--- Begin PAGE EXTRACT ---

One of the most vexing problems for any religious tradition which asserts exclusivity claims is the problem of sincere believers in other faiths. Evangelicals are confronted by Mormons with firm convictions that the Book of Mormon is authentic scripture. Mormons must grapple with situations in which people report a witness that the Catholic church is the true one. Christians who hold that Christ is the only way to know God are posed with the problem of people who report encountering God in Islam. And so forth.
It seems rather harsh for God to punish people for not having the good fortune to end up with the right beliefs, especially given the ambiguity of mortality. I see this as a problem with any evangelical soteriology that condemns people to hell if they don’t have the right beliefs about Christ. If God is not capricious, the only way this practice could theologically make sense, it seems to me, is if those who hold the wrong beliefs on some level know that they’re wrong, and nonetheless choose to cling to them. And I have occasionally heard theories proposed in an LDS context that rest on the assumption that deep down, everyone knows the truth (i.e., that the church is true). For example, I’ve encountered the assertion that Catholics are jealous of our real priesthood (because of course they know it’s real), and that’s why they place obstacles to our practice of baptisms for the dead. Or it might be assumed that those who have doubts only do so because they’re denying what on some level they really know. But one of the things I appreciate in LDS theology is that you don’t get condemned for not having the right beliefs, and that this life isn’t the only place to encounter truth and have the option of accepting it.

--- End PAGE EXTRACT ---

▸ PROBLEMS:
**A.** In the passage on sincere believers in other faiths, what claim about Catholics has the writer encountered?
**B.** Condense the paragraph of the passage on sincere believers in other faiths that begins "One of the most vexing problems" into a short bulleted list that keeps its main facts.

--- Begin RAW DATA ---

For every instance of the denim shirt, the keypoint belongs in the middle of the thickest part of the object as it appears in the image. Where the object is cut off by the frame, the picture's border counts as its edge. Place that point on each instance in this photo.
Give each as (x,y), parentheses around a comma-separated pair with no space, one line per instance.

--- End RAW DATA ---

▸ THE ANSWERS:
**A.** That Catholics are jealous of the LDS church's real priesthood, which is why they place obstacles to its practice of baptisms for the dead.

**B.**
- Sincere believers in other faiths are one of the most vexing problems for any religious tradition that asserts exclusivity claims.
- Evangelicals face Mormons who are firmly convinced that the Book of Mormon is authentic scripture.
- Mormons face people who report a witness that the Catholic church is the true one.
- Christians who hold that Christ is the only way to know God face people who report encountering God in Islam.